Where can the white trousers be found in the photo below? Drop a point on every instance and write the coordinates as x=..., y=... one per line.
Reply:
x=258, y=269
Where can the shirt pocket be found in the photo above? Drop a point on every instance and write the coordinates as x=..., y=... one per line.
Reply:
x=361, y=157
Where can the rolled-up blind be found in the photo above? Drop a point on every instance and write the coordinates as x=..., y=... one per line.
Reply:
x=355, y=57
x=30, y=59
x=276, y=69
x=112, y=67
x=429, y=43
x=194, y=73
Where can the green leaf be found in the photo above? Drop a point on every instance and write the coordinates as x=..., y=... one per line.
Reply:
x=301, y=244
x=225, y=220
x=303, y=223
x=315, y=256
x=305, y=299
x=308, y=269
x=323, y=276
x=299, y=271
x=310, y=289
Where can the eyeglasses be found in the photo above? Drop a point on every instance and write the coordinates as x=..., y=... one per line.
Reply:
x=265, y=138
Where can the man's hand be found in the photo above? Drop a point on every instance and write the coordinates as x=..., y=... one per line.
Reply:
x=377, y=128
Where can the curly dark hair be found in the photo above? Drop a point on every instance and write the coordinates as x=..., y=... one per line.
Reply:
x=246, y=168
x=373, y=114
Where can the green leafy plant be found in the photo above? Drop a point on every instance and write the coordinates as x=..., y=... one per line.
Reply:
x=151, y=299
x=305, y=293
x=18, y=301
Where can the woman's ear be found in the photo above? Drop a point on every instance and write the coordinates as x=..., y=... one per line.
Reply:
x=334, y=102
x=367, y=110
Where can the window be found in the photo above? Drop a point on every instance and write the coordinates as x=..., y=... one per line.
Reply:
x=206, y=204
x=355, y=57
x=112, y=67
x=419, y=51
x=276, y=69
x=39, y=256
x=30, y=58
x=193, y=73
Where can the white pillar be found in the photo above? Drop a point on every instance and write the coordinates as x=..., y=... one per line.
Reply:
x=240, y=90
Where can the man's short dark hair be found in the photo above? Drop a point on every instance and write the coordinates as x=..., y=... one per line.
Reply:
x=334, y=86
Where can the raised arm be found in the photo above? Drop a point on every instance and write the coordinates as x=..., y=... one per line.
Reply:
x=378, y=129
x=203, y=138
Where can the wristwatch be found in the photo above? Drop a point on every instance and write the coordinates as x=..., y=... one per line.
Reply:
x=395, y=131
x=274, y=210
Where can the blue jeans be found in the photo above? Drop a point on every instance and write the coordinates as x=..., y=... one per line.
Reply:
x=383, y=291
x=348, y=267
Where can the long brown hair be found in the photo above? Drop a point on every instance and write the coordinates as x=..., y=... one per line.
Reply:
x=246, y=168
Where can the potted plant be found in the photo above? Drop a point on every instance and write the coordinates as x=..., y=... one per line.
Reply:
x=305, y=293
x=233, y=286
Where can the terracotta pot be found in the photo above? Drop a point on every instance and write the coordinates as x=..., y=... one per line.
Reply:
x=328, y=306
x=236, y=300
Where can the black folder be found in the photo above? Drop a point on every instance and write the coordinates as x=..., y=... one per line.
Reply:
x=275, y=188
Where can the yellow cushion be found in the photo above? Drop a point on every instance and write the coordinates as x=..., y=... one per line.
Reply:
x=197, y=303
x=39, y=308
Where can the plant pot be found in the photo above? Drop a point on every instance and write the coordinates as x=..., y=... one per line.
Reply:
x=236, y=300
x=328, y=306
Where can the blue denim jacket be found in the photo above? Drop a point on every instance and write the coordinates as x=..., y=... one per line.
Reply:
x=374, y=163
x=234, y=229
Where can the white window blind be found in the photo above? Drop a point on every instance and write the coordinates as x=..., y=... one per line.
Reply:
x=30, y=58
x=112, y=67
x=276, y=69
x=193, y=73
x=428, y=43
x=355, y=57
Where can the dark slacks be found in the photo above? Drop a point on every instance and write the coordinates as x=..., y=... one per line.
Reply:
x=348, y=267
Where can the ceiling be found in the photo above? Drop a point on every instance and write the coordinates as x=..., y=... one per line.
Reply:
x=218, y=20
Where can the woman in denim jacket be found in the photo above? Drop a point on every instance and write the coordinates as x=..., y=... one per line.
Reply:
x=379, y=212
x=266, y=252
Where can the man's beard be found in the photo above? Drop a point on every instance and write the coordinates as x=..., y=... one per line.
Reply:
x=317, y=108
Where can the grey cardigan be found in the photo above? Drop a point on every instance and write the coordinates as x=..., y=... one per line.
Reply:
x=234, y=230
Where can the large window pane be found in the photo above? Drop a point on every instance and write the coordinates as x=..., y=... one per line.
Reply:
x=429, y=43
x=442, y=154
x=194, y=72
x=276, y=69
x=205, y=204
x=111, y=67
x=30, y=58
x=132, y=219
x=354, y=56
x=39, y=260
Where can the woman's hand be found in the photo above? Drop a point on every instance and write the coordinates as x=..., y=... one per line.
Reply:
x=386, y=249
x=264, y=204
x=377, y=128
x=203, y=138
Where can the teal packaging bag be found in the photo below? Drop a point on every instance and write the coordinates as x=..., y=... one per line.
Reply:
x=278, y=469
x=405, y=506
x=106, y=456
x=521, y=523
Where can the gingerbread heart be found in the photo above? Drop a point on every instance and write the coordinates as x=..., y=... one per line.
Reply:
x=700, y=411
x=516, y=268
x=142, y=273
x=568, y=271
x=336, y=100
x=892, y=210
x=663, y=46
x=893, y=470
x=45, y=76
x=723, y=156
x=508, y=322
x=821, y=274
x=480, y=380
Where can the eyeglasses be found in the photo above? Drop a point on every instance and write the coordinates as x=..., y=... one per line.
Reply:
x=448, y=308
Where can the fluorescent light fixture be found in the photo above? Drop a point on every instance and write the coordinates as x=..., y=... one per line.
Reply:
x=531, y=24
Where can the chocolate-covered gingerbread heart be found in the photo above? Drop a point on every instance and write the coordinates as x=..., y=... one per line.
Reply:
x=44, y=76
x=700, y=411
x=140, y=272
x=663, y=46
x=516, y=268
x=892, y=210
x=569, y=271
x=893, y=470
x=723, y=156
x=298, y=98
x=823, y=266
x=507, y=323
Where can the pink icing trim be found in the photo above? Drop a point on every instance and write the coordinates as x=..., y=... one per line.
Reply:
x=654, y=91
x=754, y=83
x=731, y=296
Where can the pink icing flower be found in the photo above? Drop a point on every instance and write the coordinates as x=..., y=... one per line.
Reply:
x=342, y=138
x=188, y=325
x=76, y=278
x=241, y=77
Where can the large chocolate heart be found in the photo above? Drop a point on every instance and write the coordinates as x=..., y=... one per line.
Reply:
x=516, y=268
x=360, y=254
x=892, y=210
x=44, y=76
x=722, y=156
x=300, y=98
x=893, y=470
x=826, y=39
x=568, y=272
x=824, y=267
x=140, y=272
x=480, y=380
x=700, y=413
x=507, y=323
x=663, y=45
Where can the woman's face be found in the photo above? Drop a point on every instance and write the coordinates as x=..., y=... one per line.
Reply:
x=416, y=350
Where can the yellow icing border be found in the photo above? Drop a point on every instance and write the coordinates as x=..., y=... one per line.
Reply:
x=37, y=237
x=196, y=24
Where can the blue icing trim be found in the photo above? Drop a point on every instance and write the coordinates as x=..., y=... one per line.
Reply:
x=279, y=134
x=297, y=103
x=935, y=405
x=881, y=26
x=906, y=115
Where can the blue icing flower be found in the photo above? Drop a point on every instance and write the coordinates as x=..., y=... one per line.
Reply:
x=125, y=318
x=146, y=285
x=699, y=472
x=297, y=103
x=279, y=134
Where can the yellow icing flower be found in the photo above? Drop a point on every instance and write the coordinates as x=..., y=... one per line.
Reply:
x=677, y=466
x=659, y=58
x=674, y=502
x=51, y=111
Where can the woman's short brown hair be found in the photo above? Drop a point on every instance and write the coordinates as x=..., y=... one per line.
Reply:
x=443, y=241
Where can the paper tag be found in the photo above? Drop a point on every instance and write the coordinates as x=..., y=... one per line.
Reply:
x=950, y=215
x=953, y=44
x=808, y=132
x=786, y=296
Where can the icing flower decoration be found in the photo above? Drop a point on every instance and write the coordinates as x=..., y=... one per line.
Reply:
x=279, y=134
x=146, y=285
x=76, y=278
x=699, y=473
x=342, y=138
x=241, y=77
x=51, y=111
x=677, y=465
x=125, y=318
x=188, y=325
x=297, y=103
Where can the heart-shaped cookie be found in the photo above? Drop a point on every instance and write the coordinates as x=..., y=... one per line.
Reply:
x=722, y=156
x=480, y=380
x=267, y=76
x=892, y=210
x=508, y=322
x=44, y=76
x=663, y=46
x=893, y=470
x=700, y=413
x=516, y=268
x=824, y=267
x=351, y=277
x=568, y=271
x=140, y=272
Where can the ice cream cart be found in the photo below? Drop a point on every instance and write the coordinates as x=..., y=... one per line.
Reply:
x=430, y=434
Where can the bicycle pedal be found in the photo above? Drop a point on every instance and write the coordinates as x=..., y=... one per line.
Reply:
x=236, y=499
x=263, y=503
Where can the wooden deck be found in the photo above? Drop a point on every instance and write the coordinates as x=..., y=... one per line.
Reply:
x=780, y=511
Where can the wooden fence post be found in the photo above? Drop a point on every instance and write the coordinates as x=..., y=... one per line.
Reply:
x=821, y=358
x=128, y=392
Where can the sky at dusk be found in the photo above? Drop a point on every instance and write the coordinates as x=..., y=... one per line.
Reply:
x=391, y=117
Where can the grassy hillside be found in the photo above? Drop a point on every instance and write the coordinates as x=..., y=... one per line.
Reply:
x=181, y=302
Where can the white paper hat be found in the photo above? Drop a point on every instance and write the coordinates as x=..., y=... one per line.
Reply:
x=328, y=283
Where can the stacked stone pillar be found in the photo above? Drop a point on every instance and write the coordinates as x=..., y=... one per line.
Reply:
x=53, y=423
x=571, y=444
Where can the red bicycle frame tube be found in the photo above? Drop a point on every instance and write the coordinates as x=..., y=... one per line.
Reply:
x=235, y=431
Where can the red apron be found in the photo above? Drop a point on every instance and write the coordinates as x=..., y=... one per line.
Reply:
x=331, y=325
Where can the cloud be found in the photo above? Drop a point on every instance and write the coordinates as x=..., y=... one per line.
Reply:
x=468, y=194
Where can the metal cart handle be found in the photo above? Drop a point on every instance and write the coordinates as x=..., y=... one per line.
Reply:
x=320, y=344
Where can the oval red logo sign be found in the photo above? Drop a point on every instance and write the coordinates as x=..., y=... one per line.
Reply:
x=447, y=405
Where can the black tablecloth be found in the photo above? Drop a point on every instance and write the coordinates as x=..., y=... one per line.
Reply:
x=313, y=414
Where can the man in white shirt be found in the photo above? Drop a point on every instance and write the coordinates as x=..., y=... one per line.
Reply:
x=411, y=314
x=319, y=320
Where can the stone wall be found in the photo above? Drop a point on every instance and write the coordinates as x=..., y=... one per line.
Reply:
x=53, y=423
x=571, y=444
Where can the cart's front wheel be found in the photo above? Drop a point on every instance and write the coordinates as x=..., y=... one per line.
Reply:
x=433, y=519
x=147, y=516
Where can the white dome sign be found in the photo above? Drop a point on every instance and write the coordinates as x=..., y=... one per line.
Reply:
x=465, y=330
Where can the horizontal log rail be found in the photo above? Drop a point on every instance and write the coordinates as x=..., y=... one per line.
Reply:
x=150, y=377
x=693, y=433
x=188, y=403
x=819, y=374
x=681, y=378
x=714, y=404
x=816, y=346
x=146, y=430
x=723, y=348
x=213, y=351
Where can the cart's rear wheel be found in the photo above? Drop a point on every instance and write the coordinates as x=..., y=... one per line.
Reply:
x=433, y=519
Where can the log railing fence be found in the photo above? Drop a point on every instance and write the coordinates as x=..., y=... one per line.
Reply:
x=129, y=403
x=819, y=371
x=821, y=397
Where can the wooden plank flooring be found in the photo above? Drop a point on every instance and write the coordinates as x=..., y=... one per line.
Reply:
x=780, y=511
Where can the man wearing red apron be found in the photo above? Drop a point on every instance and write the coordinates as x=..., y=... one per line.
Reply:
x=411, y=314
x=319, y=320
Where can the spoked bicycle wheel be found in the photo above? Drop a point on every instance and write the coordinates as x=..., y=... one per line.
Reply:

*****

# Task directions:
Reproduce the records from the line that has "Where can the plant" through the line that has "x=234, y=230", with both of those lines included. Copy every request unchanged, and scale each coordinate in the answers by 1.4, rounding to the nearest whole number with halves rounded up.

# Response to the exercise:
Where can the plant pot be found in the photo above? Drop a point on every instance and write the coordinates as x=..., y=... one per line.
Reply:
x=330, y=420
x=459, y=428
Where can the blue denim jacket be found in the photo above? Drop a point on every instance and write the coordinates as x=..., y=... one per line.
Reply:
x=524, y=228
x=328, y=321
Where can the white window blind be found in the photo above? Drop a point on every instance and write the coordinates as x=..., y=... one per line.
Reply:
x=42, y=81
x=157, y=94
x=386, y=97
x=270, y=102
x=599, y=60
x=497, y=80
Where can the dark slacks be found in the photo above? Drop a point on every instance and write the coordinates as x=..., y=... one per line.
Reply:
x=487, y=374
Where can the ceiling be found in the photo above? Drop a point on every instance and write the coordinates as x=..., y=... one per line.
Reply:
x=305, y=28
Where can the woman in denim jacket be found in the photo above? Drop a point on every instance and write the coordinates as x=..., y=... one per line.
Reply:
x=531, y=297
x=372, y=353
Where can the man's beard be found in the photo above? Drop a point on every instance and write the coordinates as x=..., y=... one per line.
Reply:
x=444, y=151
Where can the grey cardigan be found in the photo above? Drop a point on every instance and write the coordinates as x=..., y=... one per line.
Reply:
x=328, y=322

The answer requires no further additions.